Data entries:
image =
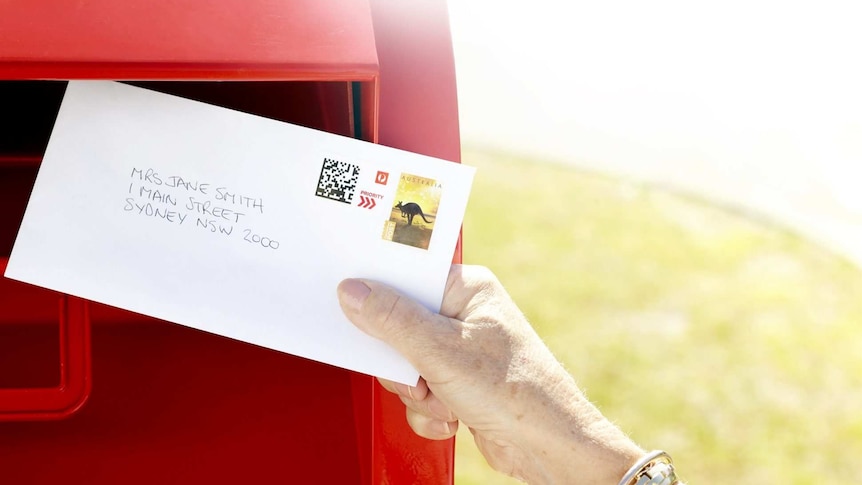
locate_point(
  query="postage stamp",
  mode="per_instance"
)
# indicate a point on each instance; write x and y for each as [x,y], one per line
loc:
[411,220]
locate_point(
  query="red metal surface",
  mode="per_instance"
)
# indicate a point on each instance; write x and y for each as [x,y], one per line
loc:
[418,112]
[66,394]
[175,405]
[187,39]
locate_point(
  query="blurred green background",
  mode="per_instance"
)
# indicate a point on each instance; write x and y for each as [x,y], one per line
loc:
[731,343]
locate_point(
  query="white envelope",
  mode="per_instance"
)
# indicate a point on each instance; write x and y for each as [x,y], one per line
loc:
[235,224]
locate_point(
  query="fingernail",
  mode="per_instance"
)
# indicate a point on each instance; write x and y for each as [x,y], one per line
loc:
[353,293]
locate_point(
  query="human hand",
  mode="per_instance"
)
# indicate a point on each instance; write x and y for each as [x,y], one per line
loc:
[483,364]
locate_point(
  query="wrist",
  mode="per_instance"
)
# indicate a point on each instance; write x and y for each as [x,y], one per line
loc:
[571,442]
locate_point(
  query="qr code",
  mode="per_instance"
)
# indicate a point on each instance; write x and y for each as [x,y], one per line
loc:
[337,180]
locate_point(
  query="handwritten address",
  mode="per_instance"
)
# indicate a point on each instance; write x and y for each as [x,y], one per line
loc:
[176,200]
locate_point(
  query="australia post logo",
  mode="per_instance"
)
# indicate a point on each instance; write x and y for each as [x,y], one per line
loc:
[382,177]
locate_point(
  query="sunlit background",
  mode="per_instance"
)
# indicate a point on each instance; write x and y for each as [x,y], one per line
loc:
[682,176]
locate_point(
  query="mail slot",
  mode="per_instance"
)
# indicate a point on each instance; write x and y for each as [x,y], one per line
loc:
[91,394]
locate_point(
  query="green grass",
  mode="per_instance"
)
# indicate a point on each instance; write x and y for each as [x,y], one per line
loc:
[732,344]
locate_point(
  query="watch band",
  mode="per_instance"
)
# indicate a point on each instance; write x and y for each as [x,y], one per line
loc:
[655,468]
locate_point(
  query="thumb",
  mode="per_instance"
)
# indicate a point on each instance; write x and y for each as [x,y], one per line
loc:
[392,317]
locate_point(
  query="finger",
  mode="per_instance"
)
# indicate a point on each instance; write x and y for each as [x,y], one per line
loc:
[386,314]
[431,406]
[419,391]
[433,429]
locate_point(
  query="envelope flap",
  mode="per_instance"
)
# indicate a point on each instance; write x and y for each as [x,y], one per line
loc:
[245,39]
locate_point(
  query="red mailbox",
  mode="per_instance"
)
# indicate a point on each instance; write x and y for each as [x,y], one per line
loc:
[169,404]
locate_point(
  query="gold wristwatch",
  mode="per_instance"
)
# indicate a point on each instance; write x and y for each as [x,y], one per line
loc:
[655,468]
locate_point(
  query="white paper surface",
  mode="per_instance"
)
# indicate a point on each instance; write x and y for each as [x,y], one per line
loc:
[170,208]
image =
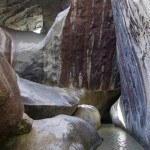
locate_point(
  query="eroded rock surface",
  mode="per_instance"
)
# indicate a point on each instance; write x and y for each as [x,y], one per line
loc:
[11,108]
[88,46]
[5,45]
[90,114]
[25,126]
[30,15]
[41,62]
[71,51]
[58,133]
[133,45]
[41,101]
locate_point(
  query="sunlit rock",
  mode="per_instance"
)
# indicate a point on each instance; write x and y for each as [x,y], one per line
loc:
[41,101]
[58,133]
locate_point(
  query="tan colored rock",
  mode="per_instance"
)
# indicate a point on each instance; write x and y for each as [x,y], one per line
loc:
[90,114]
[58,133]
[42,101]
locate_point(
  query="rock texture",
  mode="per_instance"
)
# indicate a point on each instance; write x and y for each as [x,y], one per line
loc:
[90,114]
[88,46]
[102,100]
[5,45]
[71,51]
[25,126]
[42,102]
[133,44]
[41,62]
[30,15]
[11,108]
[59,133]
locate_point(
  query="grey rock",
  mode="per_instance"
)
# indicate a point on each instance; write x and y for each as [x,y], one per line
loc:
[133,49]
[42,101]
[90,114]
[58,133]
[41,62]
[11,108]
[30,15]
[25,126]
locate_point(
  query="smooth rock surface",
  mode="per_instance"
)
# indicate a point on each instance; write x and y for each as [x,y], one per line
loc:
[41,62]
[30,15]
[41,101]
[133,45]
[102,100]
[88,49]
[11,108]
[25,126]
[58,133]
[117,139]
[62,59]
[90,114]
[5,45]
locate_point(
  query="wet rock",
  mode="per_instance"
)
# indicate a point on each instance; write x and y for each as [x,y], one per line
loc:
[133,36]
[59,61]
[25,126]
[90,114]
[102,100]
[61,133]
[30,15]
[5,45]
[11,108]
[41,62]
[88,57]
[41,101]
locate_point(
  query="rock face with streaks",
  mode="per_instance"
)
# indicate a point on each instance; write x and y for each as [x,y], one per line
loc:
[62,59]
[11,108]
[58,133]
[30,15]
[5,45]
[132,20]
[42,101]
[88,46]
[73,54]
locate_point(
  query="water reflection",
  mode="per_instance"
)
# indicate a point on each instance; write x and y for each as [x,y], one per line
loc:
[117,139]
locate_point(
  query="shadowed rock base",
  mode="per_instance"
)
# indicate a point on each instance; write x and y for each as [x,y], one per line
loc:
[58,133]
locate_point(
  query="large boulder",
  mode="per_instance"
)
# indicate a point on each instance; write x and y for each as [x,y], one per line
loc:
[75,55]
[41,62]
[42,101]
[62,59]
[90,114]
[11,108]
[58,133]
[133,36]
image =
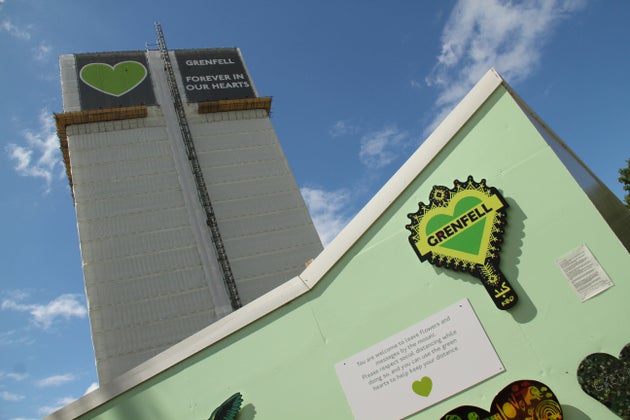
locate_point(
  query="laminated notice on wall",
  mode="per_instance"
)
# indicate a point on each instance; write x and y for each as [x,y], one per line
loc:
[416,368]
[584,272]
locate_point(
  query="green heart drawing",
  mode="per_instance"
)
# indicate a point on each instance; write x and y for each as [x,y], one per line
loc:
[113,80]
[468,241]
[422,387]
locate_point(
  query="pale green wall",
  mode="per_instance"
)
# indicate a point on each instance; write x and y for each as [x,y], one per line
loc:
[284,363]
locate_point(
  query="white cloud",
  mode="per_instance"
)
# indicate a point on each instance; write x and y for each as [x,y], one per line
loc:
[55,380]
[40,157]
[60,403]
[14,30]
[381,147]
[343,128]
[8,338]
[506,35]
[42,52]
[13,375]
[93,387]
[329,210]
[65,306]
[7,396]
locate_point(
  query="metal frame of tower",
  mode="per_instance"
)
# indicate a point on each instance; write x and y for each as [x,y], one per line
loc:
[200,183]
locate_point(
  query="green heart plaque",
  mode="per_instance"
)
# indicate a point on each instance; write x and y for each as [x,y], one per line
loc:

» WHAT THE TASK REQUIRES
Restate the data above word for word. Do not include the images.

» TASK RESPONSE
image =
locate_point(
  query="postage stamp",
  mode="per_instance"
)
# indicate a point on each instance; write x and y for each as [x,y], one per line
loc:
[411,220]
locate_point(
  query="red metal surface",
  mode="per_instance"
)
# indicate a point on each instance; write x and y for each as [x,y], one per line
loc:
[418,112]
[66,394]
[175,405]
[187,39]
locate_point(
  query="blurred green background",
  mode="per_instance"
)
# indicate a point on each instance; write x and y for each as [x,y], one per line
loc:
[731,343]
locate_point(
  query="white envelope",
  mode="per_instance"
)
# indicate a point on each instance; write x and y for each as [x,y], one per line
loc:
[235,224]
locate_point(
  query="fingernail",
  mode="per_instance"
)
# indicate a point on each instance; write x and y for each as [x,y], one per line
loc:
[353,293]
locate_point(
  query="human hand",
  mode="per_instance"
)
# indicate a point on each instance; write x and y for each as [x,y], one per line
loc:
[483,364]
locate_point(
  query="wrist",
  mode="per_instance"
)
# indicate a point on each instance; write x and y for each as [x,y], one per line
loc:
[571,442]
locate_point(
  query="qr code",
  mode="per_instance"
)
# indicate a point on each instance; write x and y for each as [x,y], one per line
loc:
[337,180]
locate_point(
  query="handwritten address",
  mode="per_instance"
)
# indicate a point on each instance; write x and y for each as [x,y], one per line
loc:
[176,200]
locate_point(
  query="australia post logo",
  mode="per_instance"
)
# indicate a point on each instance; write x and y for each as [x,y], one per line
loc:
[382,177]
locate_point(
  query="sunlit background",
  mode="per_instance"
)
# indicate a point on each instance; write x and y for each as [x,y], one per line
loc:
[682,176]
locate_point(
  query="mail slot",
  mode="per_instance"
)
# indicate a point on each instance; write x and y for each as [x,y], one per line
loc:
[91,394]
locate_point(
  query="green grass",
  mode="per_instance"
)
# indicate a point on each instance; write x and y for each as [x,y], one per line
loc:
[732,344]
locate_point(
  query="watch band",
  mode="per_instance"
)
# indicate a point on each instance; write x and y for each as [x,y], one per line
loc:
[655,468]
locate_point(
  query="thumb",
  mode="per_instance"
)
# indicate a point on each instance; write x and y for each as [x,y], one per line
loc:
[392,317]
locate_point(
  query="finger",
  mode="per_instance"
)
# indicate a point on each instance; write x and y for each as [x,y], one per line
loc:
[386,314]
[431,406]
[419,391]
[433,429]
locate_point(
  query="envelope flap",
  mode="per_instance"
)
# indicate a point on each instance; write x and y for each as [x,y], one per line
loc:
[245,39]
locate_point(
  query="red mailbox",
  mode="per_instance"
)
# indicate a point on each instance; write x and y for each as [x,y], one per line
loc:
[169,404]
locate_point(
  query="gold wristwatch",
  mode="per_instance"
)
# indicate a point on each instance; write x and y for each as [x,y], one per line
loc:
[655,468]
locate_point(
  query="white paper surface",
  mode="per_instance"
)
# indicate a point on each instance; write x and y for each as [x,y], one per line
loc:
[170,208]
image =
locate_point(
  query="eroded rock surface",
  mode="per_instance"
)
# indicate a point on each instance; write x and y for each as [x,y], one per line
loc:
[11,108]
[88,46]
[5,45]
[90,114]
[25,126]
[30,15]
[41,62]
[71,51]
[58,133]
[133,45]
[41,101]
locate_point(
  query="sunlit rock",
  mode="per_instance"
)
# indicate a point on each instance; write x and y for each as [x,y], one per line
loc:
[41,101]
[58,133]
locate_point(
  query="tan colored rock",
  mode="per_instance"
)
# indicate a point on each instance; write x and y for each as [x,y], one per line
loc:
[90,114]
[58,133]
[42,101]
locate_point(
  query="rock texture",
  mode="per_instance"
)
# indicate a point on each instance; write x and y for each as [x,y], one per line
loc:
[90,114]
[88,46]
[102,100]
[5,45]
[71,51]
[25,126]
[42,102]
[133,44]
[41,62]
[30,15]
[11,108]
[59,133]
locate_point(
  query="grey rock",
  mode="per_instance"
)
# indicate a point on each instance; write x and y for each as [x,y], one per line
loc:
[133,49]
[42,101]
[90,114]
[58,133]
[41,62]
[11,108]
[30,15]
[25,126]
locate_point(
  query="smooth rock surface",
  mode="per_instance"
)
# indicate a point on each instance; write x and y for each as [x,y], one per line
loc:
[41,62]
[30,15]
[41,101]
[133,45]
[102,100]
[88,49]
[11,108]
[25,126]
[58,133]
[117,139]
[62,59]
[90,114]
[5,45]
locate_point(
  query="wet rock",
  mode="per_instance"
)
# indicate a point on each instance; write x and y for each as [x,y], one per line
loc:
[133,36]
[59,61]
[25,126]
[90,114]
[102,100]
[61,133]
[30,15]
[5,45]
[11,108]
[41,62]
[88,57]
[41,101]
locate_point(
  query="rock face with streaks",
  mode="per_instance"
)
# indicate a point on each instance; write x and y for each as [x,y], one per line
loc:
[62,59]
[11,108]
[58,133]
[30,15]
[5,45]
[132,20]
[42,101]
[88,46]
[73,54]
locate_point(
  query="water reflection",
  mode="per_instance"
)
# indicate a point on each instance; write x and y for each as [x,y], one per line
loc:
[117,139]
locate_point(
  query="shadowed rock base",
  mode="per_instance"
)
# indicate a point on each instance; write x and y for each as [x,y], one per line
loc:
[58,133]
locate_point(
  query="large boulder",
  mode="per_instance"
)
# indicate a point on each instance; write x and y for each as [x,y], one per line
loc:
[75,55]
[41,62]
[42,101]
[62,59]
[90,114]
[11,108]
[58,133]
[133,36]
image =
locate_point(
  query="laminated notice on wall",
  mode="per_instance"
)
# indicate a point on each instance; write x and y for each as [x,y], one per line
loc:
[416,368]
[584,272]
locate_point(
  query="green heart drawing",
  mode="per_instance"
)
# indicate a point on each instance; write x and y for each as [x,y], one per line
loc:
[113,80]
[468,241]
[422,387]
locate_point(
  query="pale green wall",
  mode="per_instance"
)
# indicate a point on each instance; write x and y for each as [x,y], one per line
loc:
[284,363]
locate_point(
  query="white cloud",
  mode="per_instance"
)
# indicate a point on each instance; write x and y for each as [x,y], one per line
loc:
[55,380]
[40,157]
[60,403]
[14,30]
[381,147]
[343,128]
[8,338]
[506,35]
[42,52]
[13,375]
[93,387]
[329,210]
[65,306]
[7,396]
locate_point(
  query="metal frame of tower",
  mode="per_instance"
)
# indicate a point on each instance; write x and y for each as [x,y], one per line
loc:
[200,183]
locate_point(
  query="green heart plaque",
  mode="per_instance"
)
# indicate a point on each instance; write x and y for each as [x,y], one per line
loc:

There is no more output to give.